Goal –
Reproduce exactly the lines from the one containing "Phrase -- small basement window" through the end of the entries, including both. Drop the pictures.

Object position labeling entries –
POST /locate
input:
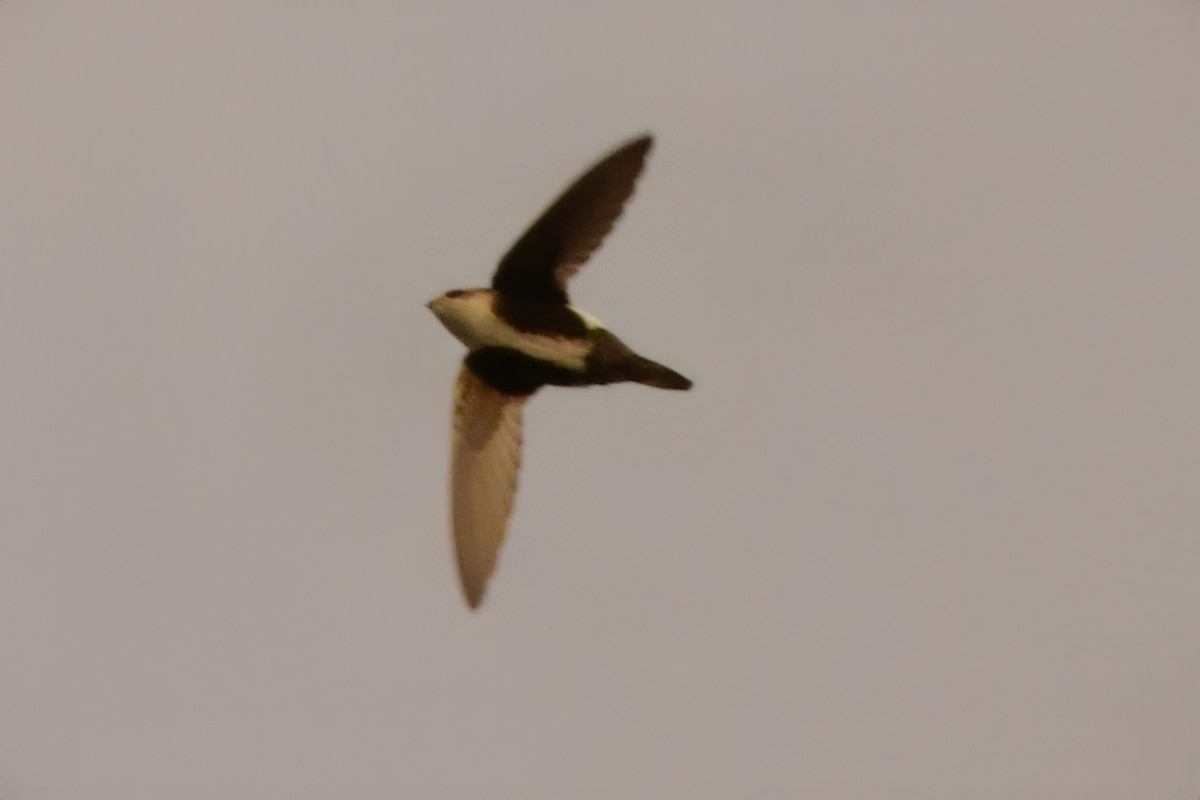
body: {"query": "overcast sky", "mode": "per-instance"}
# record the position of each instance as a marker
(928, 527)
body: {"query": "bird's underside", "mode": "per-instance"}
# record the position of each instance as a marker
(511, 331)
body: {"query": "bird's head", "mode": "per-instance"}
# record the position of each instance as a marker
(462, 311)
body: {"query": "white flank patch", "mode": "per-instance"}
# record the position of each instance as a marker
(592, 323)
(471, 319)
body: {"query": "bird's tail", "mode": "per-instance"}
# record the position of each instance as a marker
(612, 361)
(652, 373)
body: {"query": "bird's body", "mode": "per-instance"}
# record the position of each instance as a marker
(521, 335)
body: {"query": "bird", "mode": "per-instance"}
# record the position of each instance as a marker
(523, 334)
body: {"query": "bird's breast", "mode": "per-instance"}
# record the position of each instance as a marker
(478, 325)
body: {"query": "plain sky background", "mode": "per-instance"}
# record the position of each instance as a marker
(928, 527)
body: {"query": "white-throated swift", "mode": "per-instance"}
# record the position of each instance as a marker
(522, 335)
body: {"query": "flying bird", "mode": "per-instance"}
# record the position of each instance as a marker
(522, 334)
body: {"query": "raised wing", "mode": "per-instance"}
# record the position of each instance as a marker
(484, 464)
(559, 242)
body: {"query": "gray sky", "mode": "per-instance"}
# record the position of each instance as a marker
(925, 528)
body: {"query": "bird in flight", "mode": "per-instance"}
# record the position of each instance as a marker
(521, 335)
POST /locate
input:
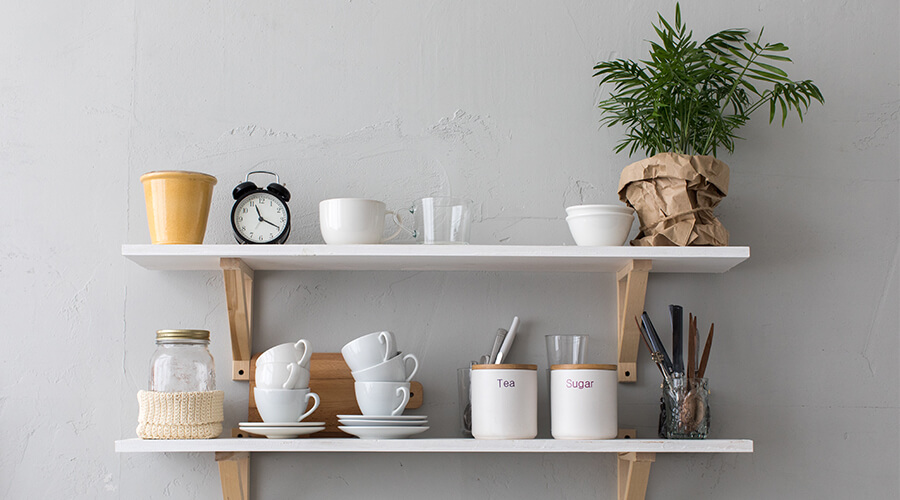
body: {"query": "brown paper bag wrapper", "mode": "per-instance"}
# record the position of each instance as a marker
(674, 196)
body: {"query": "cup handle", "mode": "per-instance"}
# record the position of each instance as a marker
(398, 410)
(400, 227)
(415, 365)
(292, 379)
(304, 360)
(388, 341)
(315, 405)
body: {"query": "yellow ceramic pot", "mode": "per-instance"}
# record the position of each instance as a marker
(177, 206)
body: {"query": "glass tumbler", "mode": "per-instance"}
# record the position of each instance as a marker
(566, 349)
(442, 220)
(464, 377)
(685, 409)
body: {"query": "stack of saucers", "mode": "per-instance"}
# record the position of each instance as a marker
(383, 427)
(382, 388)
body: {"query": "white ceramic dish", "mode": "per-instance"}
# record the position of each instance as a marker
(600, 229)
(592, 209)
(391, 423)
(398, 418)
(289, 432)
(281, 424)
(383, 432)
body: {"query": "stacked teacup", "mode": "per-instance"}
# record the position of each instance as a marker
(382, 376)
(282, 392)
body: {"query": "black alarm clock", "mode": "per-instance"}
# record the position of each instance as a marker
(261, 216)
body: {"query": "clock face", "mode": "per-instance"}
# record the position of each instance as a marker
(260, 217)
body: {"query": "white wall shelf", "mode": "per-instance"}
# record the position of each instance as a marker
(435, 257)
(632, 266)
(451, 445)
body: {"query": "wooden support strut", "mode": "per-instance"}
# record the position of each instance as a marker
(234, 472)
(239, 298)
(634, 473)
(631, 290)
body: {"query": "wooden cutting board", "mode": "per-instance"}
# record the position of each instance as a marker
(330, 378)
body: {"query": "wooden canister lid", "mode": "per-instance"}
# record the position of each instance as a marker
(583, 367)
(504, 367)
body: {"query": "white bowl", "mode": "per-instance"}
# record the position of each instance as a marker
(593, 209)
(600, 229)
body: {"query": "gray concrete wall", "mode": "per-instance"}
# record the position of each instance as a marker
(397, 100)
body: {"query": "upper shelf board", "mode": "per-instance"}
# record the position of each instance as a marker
(435, 257)
(437, 445)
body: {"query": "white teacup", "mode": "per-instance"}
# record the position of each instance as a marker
(284, 405)
(277, 375)
(382, 398)
(288, 353)
(392, 370)
(369, 350)
(352, 221)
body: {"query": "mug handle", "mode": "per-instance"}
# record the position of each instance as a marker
(388, 340)
(304, 360)
(400, 227)
(292, 378)
(315, 405)
(415, 365)
(398, 410)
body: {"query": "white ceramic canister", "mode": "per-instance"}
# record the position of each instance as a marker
(583, 401)
(504, 401)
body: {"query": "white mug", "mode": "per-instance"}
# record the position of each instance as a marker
(382, 398)
(504, 401)
(392, 370)
(284, 405)
(287, 353)
(354, 221)
(369, 350)
(583, 401)
(277, 375)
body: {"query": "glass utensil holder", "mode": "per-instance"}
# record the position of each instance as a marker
(684, 409)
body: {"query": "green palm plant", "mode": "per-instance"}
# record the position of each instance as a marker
(692, 98)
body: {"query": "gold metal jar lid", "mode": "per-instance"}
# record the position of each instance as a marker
(182, 334)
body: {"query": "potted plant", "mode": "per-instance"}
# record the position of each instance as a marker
(681, 107)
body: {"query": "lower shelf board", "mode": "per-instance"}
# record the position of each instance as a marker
(449, 445)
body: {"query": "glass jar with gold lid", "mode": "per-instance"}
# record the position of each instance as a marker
(182, 362)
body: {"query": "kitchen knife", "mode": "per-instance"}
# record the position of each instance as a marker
(655, 342)
(676, 316)
(507, 342)
(498, 341)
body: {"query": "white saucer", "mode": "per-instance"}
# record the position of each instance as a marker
(357, 422)
(281, 424)
(282, 432)
(385, 418)
(383, 432)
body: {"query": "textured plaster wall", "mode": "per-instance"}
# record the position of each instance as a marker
(394, 101)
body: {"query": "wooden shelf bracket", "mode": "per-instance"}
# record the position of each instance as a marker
(239, 298)
(630, 292)
(234, 472)
(634, 473)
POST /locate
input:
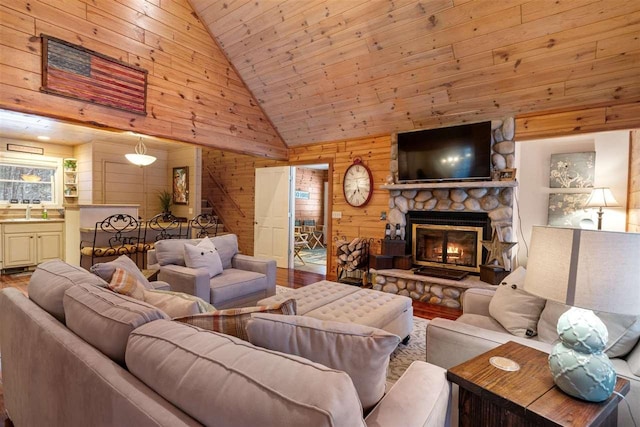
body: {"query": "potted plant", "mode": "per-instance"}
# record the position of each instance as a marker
(165, 199)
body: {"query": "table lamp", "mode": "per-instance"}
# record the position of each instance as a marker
(601, 197)
(588, 270)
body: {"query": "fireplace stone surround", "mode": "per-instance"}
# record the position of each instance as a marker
(495, 198)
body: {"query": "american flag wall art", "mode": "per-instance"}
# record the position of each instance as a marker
(76, 72)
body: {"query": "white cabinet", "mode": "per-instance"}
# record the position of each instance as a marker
(30, 243)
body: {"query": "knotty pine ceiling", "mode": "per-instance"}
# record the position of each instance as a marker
(326, 70)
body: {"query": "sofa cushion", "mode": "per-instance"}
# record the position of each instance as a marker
(222, 381)
(51, 279)
(171, 251)
(203, 255)
(234, 283)
(516, 310)
(106, 269)
(126, 284)
(624, 330)
(176, 304)
(338, 345)
(233, 321)
(105, 319)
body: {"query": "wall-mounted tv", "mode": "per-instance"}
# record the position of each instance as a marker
(455, 153)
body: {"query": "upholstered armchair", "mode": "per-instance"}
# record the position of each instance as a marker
(241, 281)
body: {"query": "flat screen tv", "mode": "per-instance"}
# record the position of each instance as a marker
(455, 153)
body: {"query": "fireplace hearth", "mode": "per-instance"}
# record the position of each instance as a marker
(451, 240)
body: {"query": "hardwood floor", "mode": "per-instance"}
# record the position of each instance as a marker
(284, 277)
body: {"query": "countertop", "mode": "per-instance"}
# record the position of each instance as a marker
(28, 221)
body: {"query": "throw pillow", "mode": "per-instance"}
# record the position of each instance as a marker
(176, 304)
(233, 321)
(126, 284)
(105, 270)
(624, 330)
(203, 255)
(360, 351)
(516, 310)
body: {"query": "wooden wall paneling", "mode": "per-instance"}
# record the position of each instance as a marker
(633, 201)
(169, 41)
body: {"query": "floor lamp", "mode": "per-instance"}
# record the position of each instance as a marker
(601, 197)
(593, 270)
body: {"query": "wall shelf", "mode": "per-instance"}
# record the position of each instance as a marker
(435, 185)
(70, 167)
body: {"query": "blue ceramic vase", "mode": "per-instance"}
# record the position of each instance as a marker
(578, 363)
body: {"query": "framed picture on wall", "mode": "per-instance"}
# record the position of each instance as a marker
(181, 185)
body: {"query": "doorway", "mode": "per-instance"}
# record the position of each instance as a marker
(310, 209)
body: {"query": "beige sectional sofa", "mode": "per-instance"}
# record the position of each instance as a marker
(243, 281)
(488, 313)
(77, 354)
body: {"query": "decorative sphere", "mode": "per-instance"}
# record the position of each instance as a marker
(582, 331)
(589, 377)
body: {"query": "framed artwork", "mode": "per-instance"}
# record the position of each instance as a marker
(567, 210)
(76, 72)
(507, 175)
(572, 170)
(181, 185)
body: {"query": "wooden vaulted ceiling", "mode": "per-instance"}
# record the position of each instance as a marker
(325, 70)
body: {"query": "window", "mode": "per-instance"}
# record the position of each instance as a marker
(28, 181)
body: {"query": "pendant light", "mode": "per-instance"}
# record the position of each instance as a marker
(140, 158)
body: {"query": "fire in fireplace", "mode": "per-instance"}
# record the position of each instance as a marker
(454, 247)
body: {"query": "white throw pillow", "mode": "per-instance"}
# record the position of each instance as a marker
(360, 351)
(516, 310)
(204, 255)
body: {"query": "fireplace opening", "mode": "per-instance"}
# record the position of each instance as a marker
(455, 247)
(449, 241)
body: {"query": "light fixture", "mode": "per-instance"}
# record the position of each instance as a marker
(587, 270)
(140, 158)
(601, 197)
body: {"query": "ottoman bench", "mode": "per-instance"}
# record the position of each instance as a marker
(327, 300)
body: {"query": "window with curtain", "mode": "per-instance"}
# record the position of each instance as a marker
(22, 181)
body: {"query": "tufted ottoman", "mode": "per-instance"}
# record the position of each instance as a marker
(327, 300)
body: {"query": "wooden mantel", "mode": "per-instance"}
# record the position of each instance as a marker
(466, 184)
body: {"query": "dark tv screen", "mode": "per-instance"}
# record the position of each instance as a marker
(446, 154)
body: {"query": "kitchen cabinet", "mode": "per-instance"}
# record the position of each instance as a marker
(31, 242)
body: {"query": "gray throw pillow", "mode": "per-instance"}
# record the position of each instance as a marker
(105, 270)
(516, 310)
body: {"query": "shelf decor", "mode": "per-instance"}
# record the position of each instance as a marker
(75, 72)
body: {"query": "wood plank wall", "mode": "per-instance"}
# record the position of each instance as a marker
(193, 93)
(633, 203)
(236, 173)
(312, 181)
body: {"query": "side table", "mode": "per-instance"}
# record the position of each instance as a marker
(490, 396)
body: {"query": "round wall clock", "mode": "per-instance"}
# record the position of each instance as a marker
(357, 184)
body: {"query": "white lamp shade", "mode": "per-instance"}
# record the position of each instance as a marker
(601, 197)
(140, 159)
(596, 270)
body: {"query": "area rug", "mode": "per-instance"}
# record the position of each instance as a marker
(401, 358)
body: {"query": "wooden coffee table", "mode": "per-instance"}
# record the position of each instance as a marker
(528, 397)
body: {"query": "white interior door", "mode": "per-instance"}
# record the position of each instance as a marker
(271, 237)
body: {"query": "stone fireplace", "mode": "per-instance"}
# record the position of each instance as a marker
(448, 239)
(474, 207)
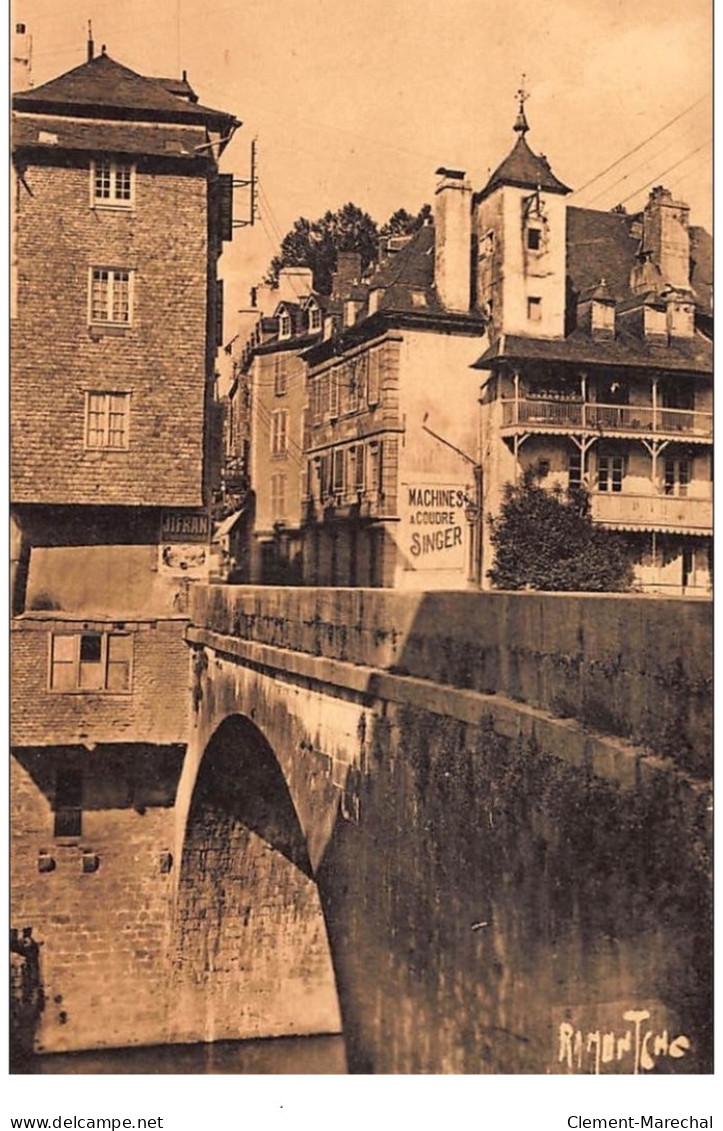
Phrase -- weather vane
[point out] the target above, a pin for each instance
(521, 124)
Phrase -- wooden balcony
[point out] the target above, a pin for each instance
(653, 512)
(551, 416)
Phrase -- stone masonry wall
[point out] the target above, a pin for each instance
(102, 934)
(155, 710)
(638, 667)
(160, 359)
(99, 904)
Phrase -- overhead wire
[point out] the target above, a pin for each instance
(626, 177)
(642, 144)
(669, 170)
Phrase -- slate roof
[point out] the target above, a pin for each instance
(524, 170)
(604, 245)
(51, 132)
(694, 355)
(179, 86)
(102, 84)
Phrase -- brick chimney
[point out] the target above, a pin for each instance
(665, 236)
(20, 74)
(346, 275)
(453, 240)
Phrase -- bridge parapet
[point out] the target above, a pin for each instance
(630, 666)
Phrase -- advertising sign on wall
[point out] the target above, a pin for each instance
(433, 525)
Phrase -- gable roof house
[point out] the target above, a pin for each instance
(599, 369)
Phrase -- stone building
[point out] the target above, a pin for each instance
(266, 426)
(599, 367)
(119, 215)
(392, 431)
(593, 330)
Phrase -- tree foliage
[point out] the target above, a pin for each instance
(547, 540)
(405, 223)
(317, 243)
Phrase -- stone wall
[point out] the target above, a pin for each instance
(637, 667)
(160, 357)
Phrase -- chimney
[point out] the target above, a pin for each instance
(453, 240)
(596, 312)
(22, 59)
(294, 283)
(665, 236)
(346, 275)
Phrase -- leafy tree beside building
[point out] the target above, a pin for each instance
(547, 540)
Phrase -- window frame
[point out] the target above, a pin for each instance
(281, 378)
(278, 497)
(677, 476)
(114, 201)
(76, 662)
(278, 433)
(613, 475)
(106, 424)
(113, 279)
(534, 308)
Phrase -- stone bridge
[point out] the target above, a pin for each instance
(468, 830)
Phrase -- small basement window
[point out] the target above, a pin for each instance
(91, 662)
(68, 806)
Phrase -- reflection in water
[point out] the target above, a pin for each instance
(283, 1056)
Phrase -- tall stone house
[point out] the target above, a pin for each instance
(259, 541)
(119, 216)
(392, 484)
(599, 367)
(592, 335)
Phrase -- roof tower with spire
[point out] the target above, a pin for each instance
(523, 169)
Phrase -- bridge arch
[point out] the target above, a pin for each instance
(250, 953)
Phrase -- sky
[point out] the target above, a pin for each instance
(362, 100)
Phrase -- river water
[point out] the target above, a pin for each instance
(286, 1055)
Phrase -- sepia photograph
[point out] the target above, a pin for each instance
(361, 542)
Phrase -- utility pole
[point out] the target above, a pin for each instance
(248, 183)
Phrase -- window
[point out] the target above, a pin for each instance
(280, 376)
(575, 468)
(316, 400)
(334, 394)
(112, 184)
(359, 468)
(610, 473)
(110, 295)
(355, 373)
(376, 466)
(68, 818)
(91, 662)
(278, 497)
(677, 476)
(280, 432)
(534, 239)
(375, 378)
(106, 420)
(338, 460)
(534, 309)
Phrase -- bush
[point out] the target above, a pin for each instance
(547, 540)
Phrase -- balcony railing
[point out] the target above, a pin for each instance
(659, 512)
(594, 417)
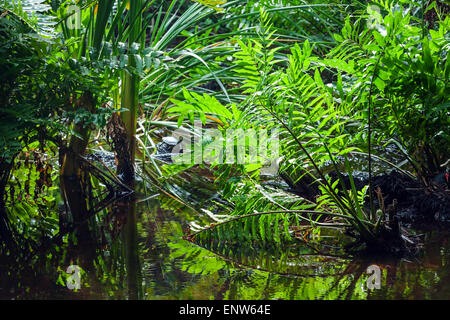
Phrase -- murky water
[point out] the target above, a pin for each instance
(135, 250)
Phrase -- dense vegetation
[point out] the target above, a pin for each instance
(341, 82)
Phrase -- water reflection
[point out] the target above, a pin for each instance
(135, 250)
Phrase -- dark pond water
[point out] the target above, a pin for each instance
(135, 250)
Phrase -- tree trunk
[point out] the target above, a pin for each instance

Response for this exercise –
Phrase -- small basement window
[point out] the target above, a pin for each instance
(91, 662)
(68, 806)
Phrase -- reflection in water
[point out] the target above, a pin for each instance
(283, 1056)
Phrase -- tall stone house
[point out] the target above, a pin for each instance
(259, 541)
(119, 216)
(392, 484)
(599, 367)
(592, 335)
Phrase -- roof tower with spire
[point out] the target above, a pin for each instance
(523, 169)
Phrase -- bridge arch
[point out] the target above, a pin for each instance
(250, 953)
Phrase -- sky
[point out] the target above, a pin for each instance
(362, 100)
Phrase -- river water
[point out] the target above, a pin for each instance
(286, 1055)
Phrase -- sepia photograph
[point out] the target above, a pin for each instance
(361, 542)
Phrase -- utility pole
[point out] the target above, a pin for each instance
(248, 183)
Phrase -- window
[point out] the target above, a pin for each instance
(280, 376)
(575, 468)
(316, 400)
(334, 394)
(112, 184)
(359, 468)
(610, 473)
(110, 295)
(355, 373)
(376, 466)
(68, 818)
(91, 662)
(278, 497)
(677, 476)
(280, 432)
(534, 239)
(375, 378)
(106, 420)
(338, 460)
(534, 309)
Phrase -- bush
[point out] the target above, a pin for each instance
(547, 540)
Phrase -- balcony railing
[point out] the target above, a pin for each instance
(659, 512)
(594, 417)
Phrase -- murky water
[point out] the target above, a pin for each instance
(135, 250)
Phrase -- dense vegetation
[point out] the target above, a pin for each instance
(341, 82)
Phrase -- water reflection
[point out] the target above, a pin for each instance
(135, 250)
Phrase -- dark pond water
[point out] the target above, a pin for each instance
(135, 250)
Phrase -- tree trunk
[point out] the target above, a pin for each instance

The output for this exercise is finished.